- _Task requirements_
a. The article on NAV loans names kinds of lenders that can all collaborate on the same deal. List them.
b. Copy the NAV loans article word for word, from "NAV loans span" to "cost of debt.".
c. Continue the article on NAV loans after its final sentence.

NAV loans span the use-case and risk gamut

NAV structures are now able to suit both borrowers’ goals and investors’ yield targets, but some are worried certain structures go too far, including a structure that essentially gives borrowers equity at the cost of debt.

New NAV loans are being made with some of the best interest coverage ratios at the portfolio company level that the market has “seen in a generation,” said a lender speaking at the Fund Finance Association’s European Symposium in late June.

Loan-to-values are thought to be “at the moment, conservative enough to withstand a fairly significant economic downturn,” said a fund finance lawyer.

Private credit ratings are helping insurance companies and other institutional investors into the market, where they can get improved risk-adjusted returns compared to direct lending, as well as triple-A rated debt that’s easier to wrap arms around, and higher yielding, than many asset-backed securities.

Underwriting standards “have changed dramatically” since the onset of the rising rate environment and the conflict in Ukraine, the lender said, speaking on behalf of his firm. “We always underwrite to hard downside cases, but… having been through [several cycles], this one feels different; feels tougher,” the lender said. “We are scrubbing extra hard.”

And lenders are increasingly collaborating to meet both borrower needs and investor yield targets, as well as demand for larger loans, further growing the market. In some cases, a sweet spot between “concentrated NAV” and “diverse NAV” – NAV loans backed by diverse portfolios of LP secondary stakes – means even banks, private debt funds and insurance companies can all collaborate on the same deal.

A second lender even cited a deal for a growth equity manager, backed by some 90, mostly not profitable, portfolio companies in which several kinds of lenders collaborated to produce a loan with a lower LTV than it’s interest rate – an example of how broadly relevant NAV facilities can be.

The advent of private credit ratings for NAV instruments more broadly has increasingly piqued the interest of insurance investors, which have been taking down bigger and bigger investments. One panelist said he’d recently completed a $4 billion facility that was completely taken down onto insurance companies’ books. Increasing inquiries from US, European and Asian insurers were also reported on the panel. Insurers are now also participating directly in the market, as Private Funds CFO has previously reported.

One panelist noted an unnamed borrower that even uses NAV facilities in lieu of leveraged loans for acquisitions, though “that’s quite a particular case,” he said. Normally, NAV loans are used post-investment period to make bolt-on or other accretive acquisitions, among other uses, while leveraged loans are used to make initial investments. But the levfin market has cooled off in response to macroeconomic events.

Further innovations abound. One panelist said that he’s seen expected credit loss, or ECL, structures using NAV financing, though he didn’t give further explanation.

“I’ve had conversations with each person on this panel about things like unitranche (loans) or back-levering structures,” the first lender, who works for a large credit manager, said. “I think we’ll see greater efforts to find ways to be both efficient from the borrower perspective, but also drive the right mix of returns and risk.”

- _Record set_
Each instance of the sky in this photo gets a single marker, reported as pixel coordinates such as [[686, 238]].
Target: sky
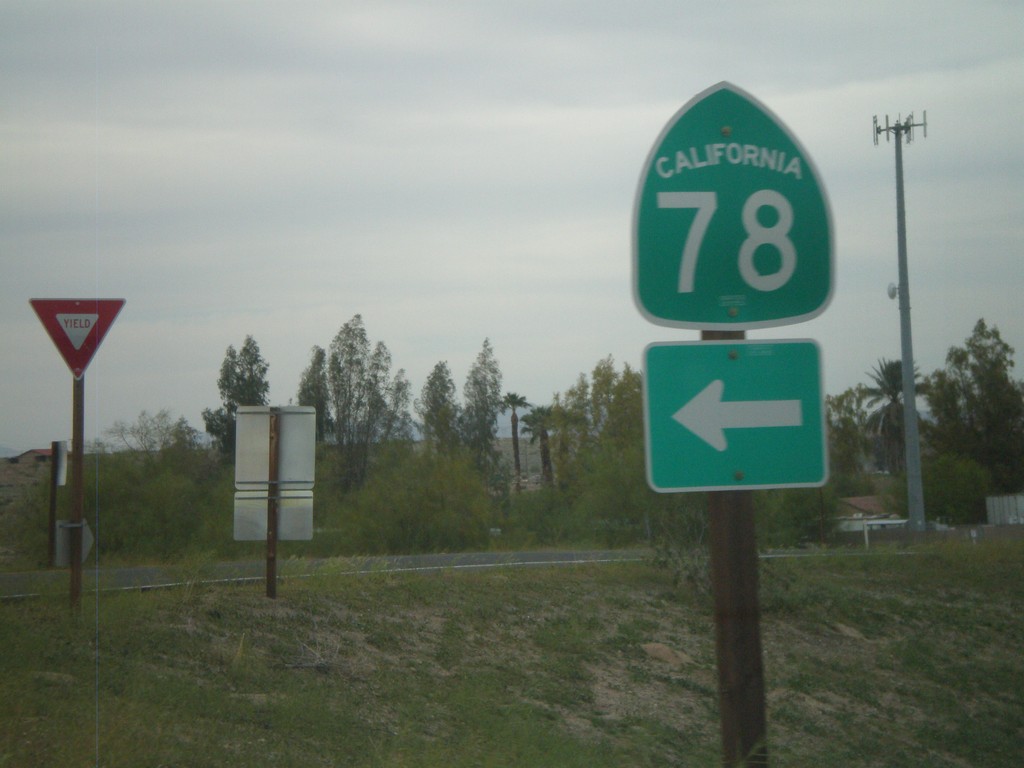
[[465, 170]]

* * *

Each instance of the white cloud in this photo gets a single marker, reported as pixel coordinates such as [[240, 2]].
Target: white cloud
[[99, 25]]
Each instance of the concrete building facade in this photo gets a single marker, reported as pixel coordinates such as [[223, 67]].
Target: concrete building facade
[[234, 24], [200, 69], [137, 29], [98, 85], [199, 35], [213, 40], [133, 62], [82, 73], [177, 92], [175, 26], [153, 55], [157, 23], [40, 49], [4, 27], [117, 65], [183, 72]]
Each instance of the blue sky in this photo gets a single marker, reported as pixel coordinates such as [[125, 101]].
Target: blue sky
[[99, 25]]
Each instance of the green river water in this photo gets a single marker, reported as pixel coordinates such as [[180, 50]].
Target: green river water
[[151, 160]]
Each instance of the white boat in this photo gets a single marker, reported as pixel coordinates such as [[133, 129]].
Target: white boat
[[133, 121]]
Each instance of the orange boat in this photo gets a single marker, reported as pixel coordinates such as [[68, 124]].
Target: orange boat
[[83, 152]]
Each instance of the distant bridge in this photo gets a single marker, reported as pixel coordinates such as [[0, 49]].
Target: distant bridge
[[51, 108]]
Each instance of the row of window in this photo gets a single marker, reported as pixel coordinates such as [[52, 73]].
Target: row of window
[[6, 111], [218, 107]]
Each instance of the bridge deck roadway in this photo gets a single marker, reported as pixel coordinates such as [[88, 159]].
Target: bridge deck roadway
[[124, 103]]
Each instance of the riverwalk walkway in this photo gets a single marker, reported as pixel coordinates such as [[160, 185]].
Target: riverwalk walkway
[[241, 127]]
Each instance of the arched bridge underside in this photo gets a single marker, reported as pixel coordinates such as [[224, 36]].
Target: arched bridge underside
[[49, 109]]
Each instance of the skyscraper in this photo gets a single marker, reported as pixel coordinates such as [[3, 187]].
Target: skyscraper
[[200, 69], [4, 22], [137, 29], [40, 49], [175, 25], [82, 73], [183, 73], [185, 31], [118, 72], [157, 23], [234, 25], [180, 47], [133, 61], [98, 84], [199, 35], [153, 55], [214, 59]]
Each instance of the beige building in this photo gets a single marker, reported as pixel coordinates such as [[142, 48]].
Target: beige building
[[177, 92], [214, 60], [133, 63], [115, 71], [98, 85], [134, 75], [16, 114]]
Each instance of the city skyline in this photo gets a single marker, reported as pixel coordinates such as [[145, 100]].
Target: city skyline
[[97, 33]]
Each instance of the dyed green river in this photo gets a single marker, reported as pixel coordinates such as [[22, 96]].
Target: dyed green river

* * *

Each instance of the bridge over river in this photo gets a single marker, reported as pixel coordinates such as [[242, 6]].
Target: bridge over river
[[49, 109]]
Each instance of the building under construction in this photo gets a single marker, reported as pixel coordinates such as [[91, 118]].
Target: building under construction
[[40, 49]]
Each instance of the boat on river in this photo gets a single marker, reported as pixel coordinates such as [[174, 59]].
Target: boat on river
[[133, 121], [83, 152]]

- _Responses by task_
a.
- Banks
- Private debt funds
- Insurance companies

b.
NAV loans span the use-case and risk gamut

NAV structures are now able to suit both borrowers’ goals and investors’ yield targets, but some are worried certain structures go too far, including a structure that essentially gives borrowers equity at the cost of debt.

c.
Equity in the form of debt

But the breadth of applicability of and appetite for NAV facilities also includes structures that make some in the market “a bit nervous,” as one fund finance lawyer put it during the symposium.

That includes structures that could essentially give borrowers preferred equity but structured as a loan, whereas traditional secured NAV would have recourse to the underlying portfolio assets.

As Private Funds CFO previously reported, the loan is granted to a special purpose vehicle, which uses the loan proceeds to subscribe to preferred equity within the investment-holding vehicle. The terms of the pref and the NAV loan more or less mirror each other, meaning the lender’s security is over the SPV, with rights to the pref cash flows at the investment level.

These structures give a high level of flexibility to GPs while offering lenders superior yield to traditional NAV, and are “incredibly prevalent… at the mid-cap level and above across the market,” the fund finance lawyer said.

Correct pricing and thorough underwriting would be key to the appropriateness of such instruments, market players say. And the alignment between GPs and lenders in NAV facilities helps mitigate risk – no GP wants their portfolio to end up underwater. And the pref structure should mean that, in an instance where the portfolio was profitable but the borrower defaulted anyway, the lender would have access to the portfolio cash flows. Such a structure essentially mitigates the risk of a counterparty becoming a bad actor – say, a GP not repaying a loan because it is desperate to hit a return target – not of portfolio performance.

“Hybrid NAV” loans, as the lawyer called them, came about during the liquidity crises precipitated by the pandemic, when GPs – particularly the larger ones – “started to look very seriously at the terms that they needed to achieve in order to be able to get comfortable” with NAV and preferred equity-style solutions. German tax laws that prevent leverage going directly into the capital structure of an investment vehicle further spurred on the innovation, the lawyer said.

NAV borrowers have also taken out loans underwritten to the NAV of the whole portfolio and down-streamed proceeds to a single asset, as well – a practice one panelist said was “controversial,” since the price of the loan is presumably lower than it would otherwise have been.